DIRECTIONS FOR THIS TASK: Take the entries that follow and return exactly the lines from the one holding "x=353, y=409" through the one holding "x=366, y=224", both included. Nothing else is needed.
BEGIN PROVIDED RECORDS
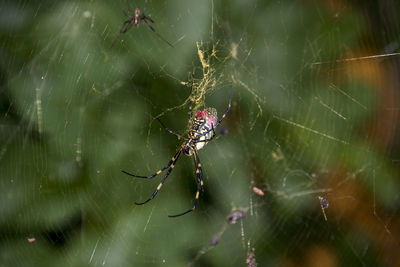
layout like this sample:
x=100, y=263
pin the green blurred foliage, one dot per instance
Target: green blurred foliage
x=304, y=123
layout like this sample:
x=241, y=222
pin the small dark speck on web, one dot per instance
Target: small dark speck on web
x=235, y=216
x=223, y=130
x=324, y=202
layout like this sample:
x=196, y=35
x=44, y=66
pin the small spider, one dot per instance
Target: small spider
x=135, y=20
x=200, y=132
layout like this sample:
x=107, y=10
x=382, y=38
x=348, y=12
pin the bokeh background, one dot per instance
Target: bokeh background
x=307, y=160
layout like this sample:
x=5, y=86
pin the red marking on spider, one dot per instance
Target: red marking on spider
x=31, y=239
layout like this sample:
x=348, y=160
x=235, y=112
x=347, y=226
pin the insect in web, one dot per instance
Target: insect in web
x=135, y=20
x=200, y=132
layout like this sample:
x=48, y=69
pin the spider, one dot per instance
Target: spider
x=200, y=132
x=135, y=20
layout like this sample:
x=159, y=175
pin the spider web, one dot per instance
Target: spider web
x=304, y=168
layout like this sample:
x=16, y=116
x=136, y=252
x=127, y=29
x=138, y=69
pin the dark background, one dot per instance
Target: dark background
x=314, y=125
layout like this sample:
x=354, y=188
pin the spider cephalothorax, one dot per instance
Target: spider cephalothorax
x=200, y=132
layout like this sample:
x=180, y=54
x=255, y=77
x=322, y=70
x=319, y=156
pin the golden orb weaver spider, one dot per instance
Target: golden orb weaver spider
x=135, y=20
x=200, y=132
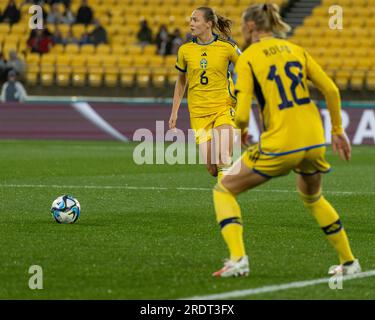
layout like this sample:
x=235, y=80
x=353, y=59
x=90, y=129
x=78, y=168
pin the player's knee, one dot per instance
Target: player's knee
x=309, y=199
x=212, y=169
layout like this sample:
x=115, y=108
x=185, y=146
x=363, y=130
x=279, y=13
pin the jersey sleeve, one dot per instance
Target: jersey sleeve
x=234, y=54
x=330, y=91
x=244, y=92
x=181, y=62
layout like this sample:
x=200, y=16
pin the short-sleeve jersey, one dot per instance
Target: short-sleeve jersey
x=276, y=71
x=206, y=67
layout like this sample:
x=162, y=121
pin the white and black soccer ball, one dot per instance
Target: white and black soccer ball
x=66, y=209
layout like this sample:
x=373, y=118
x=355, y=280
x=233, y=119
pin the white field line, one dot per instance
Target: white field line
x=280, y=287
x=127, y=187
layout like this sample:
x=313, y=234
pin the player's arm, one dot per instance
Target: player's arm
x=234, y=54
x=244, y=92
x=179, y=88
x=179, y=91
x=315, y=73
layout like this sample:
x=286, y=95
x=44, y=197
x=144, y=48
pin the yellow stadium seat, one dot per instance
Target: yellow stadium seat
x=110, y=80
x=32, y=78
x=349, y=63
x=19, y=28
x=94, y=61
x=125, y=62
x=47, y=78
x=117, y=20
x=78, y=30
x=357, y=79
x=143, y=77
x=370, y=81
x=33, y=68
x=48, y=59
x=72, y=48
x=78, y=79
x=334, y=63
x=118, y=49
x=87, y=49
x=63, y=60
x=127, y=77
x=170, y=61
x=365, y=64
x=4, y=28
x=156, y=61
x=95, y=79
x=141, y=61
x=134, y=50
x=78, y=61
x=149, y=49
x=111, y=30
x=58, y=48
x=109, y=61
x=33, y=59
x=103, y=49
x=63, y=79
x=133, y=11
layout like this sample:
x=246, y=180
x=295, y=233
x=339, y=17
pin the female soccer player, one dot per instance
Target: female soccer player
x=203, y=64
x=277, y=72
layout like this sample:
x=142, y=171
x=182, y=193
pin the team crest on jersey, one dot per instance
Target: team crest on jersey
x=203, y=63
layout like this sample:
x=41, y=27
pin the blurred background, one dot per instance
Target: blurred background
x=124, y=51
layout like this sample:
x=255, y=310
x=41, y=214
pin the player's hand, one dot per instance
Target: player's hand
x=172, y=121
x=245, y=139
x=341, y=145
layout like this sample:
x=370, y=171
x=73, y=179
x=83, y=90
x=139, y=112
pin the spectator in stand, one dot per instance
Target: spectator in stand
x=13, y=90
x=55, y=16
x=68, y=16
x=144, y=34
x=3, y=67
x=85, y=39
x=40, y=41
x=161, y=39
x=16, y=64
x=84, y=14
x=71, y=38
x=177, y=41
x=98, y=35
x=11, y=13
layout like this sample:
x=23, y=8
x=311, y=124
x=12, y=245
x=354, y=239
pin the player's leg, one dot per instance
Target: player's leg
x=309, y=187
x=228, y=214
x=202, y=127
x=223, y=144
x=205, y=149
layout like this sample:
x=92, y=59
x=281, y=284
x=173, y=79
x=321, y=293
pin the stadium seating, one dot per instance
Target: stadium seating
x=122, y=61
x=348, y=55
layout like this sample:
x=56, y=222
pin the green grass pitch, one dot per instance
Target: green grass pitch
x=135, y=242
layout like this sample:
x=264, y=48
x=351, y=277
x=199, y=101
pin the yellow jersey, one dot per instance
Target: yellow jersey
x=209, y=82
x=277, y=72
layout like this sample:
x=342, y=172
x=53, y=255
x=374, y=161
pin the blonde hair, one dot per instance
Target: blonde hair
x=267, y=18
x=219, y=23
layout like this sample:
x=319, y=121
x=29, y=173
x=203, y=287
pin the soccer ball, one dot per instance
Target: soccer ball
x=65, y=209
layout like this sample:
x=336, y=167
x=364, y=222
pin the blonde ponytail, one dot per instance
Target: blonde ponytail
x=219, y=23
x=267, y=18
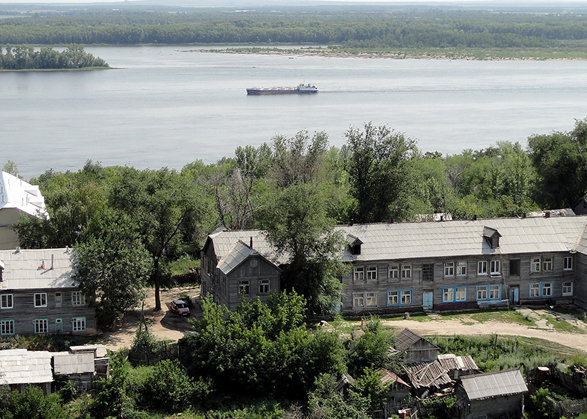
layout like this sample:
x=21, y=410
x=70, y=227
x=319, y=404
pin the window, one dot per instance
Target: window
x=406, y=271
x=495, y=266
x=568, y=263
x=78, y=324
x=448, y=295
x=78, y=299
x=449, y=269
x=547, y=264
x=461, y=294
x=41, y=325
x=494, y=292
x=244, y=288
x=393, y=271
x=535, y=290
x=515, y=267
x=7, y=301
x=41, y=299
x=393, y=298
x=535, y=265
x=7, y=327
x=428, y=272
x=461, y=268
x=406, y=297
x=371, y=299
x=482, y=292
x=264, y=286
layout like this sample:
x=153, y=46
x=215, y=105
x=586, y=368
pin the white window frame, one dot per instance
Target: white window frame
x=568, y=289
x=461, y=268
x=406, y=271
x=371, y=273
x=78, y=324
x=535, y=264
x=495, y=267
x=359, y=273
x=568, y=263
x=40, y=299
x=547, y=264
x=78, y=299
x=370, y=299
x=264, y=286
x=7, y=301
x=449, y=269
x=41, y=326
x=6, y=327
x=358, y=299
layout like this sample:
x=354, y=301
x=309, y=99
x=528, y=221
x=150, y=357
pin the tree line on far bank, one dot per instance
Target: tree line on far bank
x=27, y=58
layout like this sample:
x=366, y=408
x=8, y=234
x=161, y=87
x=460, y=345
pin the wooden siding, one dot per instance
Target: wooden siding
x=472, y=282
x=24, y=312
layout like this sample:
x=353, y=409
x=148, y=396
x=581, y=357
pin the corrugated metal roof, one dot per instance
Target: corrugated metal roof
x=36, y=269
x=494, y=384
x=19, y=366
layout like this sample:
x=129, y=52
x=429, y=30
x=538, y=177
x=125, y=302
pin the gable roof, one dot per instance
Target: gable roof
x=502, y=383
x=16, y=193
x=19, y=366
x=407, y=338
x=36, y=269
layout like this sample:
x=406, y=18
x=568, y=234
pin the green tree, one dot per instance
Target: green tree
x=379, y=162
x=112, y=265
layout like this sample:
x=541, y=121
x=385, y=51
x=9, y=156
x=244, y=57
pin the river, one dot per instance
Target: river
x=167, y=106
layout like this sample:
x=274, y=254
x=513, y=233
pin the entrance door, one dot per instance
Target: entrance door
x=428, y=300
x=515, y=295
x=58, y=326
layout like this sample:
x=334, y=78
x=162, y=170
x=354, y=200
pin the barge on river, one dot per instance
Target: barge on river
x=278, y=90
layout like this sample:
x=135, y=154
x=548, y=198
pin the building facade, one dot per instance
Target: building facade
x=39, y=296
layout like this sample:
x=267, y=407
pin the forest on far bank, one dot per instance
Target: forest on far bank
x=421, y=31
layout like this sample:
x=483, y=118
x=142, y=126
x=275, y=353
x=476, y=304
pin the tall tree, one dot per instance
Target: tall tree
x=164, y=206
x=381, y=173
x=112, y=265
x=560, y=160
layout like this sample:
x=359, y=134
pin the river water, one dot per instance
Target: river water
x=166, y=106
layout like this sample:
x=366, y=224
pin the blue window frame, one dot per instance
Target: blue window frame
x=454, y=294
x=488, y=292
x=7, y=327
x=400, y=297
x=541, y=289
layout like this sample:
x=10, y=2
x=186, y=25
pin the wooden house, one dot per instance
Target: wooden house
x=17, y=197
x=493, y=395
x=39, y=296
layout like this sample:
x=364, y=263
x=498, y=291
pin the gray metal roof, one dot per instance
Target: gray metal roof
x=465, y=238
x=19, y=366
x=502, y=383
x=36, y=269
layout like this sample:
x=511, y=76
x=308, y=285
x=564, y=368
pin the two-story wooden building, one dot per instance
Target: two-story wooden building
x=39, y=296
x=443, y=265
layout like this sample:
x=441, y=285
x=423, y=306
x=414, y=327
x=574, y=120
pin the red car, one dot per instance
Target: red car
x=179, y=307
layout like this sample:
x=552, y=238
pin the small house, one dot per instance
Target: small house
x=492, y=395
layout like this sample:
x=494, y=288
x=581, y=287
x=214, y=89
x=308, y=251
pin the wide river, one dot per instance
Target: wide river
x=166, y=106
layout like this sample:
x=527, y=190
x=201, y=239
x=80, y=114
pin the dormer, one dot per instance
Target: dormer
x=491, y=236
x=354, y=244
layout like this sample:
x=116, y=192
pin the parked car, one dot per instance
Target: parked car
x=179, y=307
END PROVIDED RECORDS
BEGIN PROVIDED RECORDS
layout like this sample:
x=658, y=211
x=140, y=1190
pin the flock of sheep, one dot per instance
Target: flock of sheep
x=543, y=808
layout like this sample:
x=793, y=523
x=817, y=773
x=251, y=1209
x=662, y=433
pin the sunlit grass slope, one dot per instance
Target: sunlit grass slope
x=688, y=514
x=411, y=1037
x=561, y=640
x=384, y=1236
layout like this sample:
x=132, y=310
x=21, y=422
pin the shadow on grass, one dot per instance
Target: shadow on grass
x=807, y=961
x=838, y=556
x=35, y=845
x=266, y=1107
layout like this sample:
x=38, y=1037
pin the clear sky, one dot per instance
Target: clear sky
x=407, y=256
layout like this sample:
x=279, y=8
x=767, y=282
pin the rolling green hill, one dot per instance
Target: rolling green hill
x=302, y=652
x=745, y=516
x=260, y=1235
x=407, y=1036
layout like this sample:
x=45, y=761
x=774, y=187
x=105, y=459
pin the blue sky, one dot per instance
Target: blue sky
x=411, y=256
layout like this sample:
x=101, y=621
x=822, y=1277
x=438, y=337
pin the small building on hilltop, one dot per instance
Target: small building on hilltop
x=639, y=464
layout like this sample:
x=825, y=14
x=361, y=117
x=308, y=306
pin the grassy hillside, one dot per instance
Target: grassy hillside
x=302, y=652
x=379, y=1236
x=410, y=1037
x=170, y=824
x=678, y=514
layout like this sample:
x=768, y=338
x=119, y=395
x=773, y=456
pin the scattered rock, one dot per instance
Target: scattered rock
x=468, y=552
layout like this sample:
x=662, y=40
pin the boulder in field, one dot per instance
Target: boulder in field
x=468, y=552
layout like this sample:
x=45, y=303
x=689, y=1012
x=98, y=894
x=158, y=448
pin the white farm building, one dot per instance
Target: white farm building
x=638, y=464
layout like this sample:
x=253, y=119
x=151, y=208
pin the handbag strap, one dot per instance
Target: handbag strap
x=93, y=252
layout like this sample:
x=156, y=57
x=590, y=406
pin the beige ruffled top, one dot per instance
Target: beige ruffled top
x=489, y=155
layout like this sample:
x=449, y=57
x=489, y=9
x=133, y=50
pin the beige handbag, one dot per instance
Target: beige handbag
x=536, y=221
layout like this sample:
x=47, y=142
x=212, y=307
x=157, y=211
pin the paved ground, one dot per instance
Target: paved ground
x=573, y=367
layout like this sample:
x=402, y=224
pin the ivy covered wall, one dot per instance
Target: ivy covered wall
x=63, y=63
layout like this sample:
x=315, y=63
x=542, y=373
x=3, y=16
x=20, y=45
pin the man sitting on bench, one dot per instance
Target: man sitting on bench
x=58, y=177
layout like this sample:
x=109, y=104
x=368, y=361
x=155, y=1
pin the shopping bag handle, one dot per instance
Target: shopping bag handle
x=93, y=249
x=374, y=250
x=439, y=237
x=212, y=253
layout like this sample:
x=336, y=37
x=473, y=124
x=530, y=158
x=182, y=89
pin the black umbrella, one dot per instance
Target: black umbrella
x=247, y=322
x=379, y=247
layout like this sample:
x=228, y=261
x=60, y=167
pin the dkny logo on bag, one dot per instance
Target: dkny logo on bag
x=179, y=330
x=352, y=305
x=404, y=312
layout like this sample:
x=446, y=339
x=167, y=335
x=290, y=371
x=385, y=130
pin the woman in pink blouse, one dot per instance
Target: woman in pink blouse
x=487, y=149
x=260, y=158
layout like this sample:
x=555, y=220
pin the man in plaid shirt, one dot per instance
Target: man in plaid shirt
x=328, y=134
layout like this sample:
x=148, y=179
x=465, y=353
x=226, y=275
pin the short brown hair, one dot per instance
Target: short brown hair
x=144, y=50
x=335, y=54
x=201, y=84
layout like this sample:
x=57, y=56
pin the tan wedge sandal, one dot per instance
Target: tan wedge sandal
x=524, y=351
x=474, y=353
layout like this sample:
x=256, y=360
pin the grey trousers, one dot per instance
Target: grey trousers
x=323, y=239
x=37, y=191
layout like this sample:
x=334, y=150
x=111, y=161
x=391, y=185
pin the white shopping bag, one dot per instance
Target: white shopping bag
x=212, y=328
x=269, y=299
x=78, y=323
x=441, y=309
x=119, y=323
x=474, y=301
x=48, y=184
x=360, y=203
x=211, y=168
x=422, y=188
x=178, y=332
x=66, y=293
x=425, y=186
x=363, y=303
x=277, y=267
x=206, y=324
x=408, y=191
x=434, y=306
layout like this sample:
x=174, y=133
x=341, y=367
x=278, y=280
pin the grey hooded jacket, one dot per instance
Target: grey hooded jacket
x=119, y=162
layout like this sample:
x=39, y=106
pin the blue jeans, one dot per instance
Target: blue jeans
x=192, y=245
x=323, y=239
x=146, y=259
END PROVIDED RECORDS
BEGIN PROVIDED RECORDS
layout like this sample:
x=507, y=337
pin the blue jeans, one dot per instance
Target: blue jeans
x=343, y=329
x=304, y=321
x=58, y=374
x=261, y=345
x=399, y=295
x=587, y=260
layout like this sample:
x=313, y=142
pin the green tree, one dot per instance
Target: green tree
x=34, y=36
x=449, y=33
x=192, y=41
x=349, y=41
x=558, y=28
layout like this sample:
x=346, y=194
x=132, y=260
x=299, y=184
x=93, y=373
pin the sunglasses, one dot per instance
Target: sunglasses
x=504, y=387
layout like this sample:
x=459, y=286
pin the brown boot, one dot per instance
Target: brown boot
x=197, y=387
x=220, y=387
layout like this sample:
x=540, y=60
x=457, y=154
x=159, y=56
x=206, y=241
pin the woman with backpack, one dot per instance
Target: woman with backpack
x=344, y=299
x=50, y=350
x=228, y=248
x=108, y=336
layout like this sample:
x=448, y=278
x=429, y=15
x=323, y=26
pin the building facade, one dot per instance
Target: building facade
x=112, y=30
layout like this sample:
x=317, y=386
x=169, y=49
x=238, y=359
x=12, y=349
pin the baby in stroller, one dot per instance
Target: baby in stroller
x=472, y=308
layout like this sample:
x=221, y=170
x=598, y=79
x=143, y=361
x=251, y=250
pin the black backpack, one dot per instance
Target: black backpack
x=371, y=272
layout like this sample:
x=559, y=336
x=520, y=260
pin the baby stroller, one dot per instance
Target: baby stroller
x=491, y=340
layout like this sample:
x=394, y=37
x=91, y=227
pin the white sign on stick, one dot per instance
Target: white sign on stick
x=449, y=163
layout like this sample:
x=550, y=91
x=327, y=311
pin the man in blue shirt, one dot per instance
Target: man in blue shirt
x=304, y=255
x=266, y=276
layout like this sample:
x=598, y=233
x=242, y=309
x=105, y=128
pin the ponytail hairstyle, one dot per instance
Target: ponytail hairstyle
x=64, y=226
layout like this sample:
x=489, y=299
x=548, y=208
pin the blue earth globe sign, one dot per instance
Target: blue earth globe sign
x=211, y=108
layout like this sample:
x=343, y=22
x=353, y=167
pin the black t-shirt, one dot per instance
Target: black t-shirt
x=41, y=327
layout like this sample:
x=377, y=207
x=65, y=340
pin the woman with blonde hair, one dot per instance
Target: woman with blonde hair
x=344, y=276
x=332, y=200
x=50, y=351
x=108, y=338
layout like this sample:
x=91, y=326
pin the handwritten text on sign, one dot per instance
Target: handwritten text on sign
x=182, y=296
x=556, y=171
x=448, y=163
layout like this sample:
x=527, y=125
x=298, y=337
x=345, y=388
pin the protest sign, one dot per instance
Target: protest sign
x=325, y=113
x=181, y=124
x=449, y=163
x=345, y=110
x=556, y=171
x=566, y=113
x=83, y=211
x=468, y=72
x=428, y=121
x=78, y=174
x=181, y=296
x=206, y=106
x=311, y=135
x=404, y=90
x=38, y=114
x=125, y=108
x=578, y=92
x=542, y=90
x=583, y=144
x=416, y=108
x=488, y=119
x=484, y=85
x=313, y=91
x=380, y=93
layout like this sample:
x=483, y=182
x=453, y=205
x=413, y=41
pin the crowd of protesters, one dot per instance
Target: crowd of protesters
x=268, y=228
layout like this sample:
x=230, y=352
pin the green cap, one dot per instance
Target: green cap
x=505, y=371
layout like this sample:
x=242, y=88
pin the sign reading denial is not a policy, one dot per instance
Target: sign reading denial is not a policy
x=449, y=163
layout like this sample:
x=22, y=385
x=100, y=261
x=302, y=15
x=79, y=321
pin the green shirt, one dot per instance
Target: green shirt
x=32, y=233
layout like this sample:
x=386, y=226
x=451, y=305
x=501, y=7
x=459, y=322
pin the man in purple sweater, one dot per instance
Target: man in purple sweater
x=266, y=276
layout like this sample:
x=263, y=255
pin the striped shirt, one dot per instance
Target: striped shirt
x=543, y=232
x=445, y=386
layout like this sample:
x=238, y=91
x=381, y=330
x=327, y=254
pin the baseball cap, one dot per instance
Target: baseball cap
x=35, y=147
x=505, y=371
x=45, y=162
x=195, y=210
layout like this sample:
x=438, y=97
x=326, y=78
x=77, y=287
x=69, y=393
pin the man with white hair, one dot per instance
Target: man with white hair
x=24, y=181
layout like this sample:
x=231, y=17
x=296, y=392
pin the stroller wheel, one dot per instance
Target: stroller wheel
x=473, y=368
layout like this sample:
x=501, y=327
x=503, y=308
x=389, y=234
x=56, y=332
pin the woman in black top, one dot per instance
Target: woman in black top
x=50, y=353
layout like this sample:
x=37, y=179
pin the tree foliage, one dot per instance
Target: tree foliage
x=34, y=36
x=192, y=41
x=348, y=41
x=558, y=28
END PROVIDED RECORDS
WRITTEN SOLUTION:
x=353, y=409
x=148, y=396
x=581, y=357
pin the corrugated metal roof, one dot per instance
Target: corrugated metal roof
x=36, y=269
x=494, y=384
x=19, y=366
layout like this sample:
x=129, y=52
x=429, y=30
x=538, y=177
x=125, y=302
pin the gable roof, one dot per instance
Target: gable roof
x=502, y=383
x=16, y=193
x=19, y=366
x=407, y=338
x=36, y=269
layout like this sample:
x=406, y=18
x=568, y=234
pin the green tree, one dot per instance
Target: green tree
x=379, y=162
x=112, y=265
layout like this sample:
x=541, y=121
x=385, y=51
x=9, y=156
x=244, y=57
pin the river, one dot per instance
Target: river
x=167, y=106
layout like this sample:
x=274, y=254
x=513, y=233
pin the entrance door, one dot per instance
Target: entrance door
x=428, y=300
x=515, y=295
x=58, y=326
layout like this sample:
x=334, y=78
x=162, y=170
x=354, y=200
pin the barge on river, one dot per instance
Target: barge on river
x=278, y=90
layout like this sample:
x=135, y=154
x=548, y=198
pin the building facade, one dot per instance
Target: building facade
x=39, y=296
layout like this sample:
x=267, y=407
pin the forest on far bank, one dot per instance
Target: forest on far bank
x=421, y=31
layout like this sample:
x=483, y=118
x=142, y=126
x=275, y=353
x=476, y=304
pin the tall tree, one dot per instance
Target: tall tree
x=164, y=206
x=381, y=173
x=112, y=265
x=560, y=160
layout like this sample:
x=359, y=134
pin the river water, one dot per instance
Target: river water
x=166, y=106
layout like this sample:
x=366, y=224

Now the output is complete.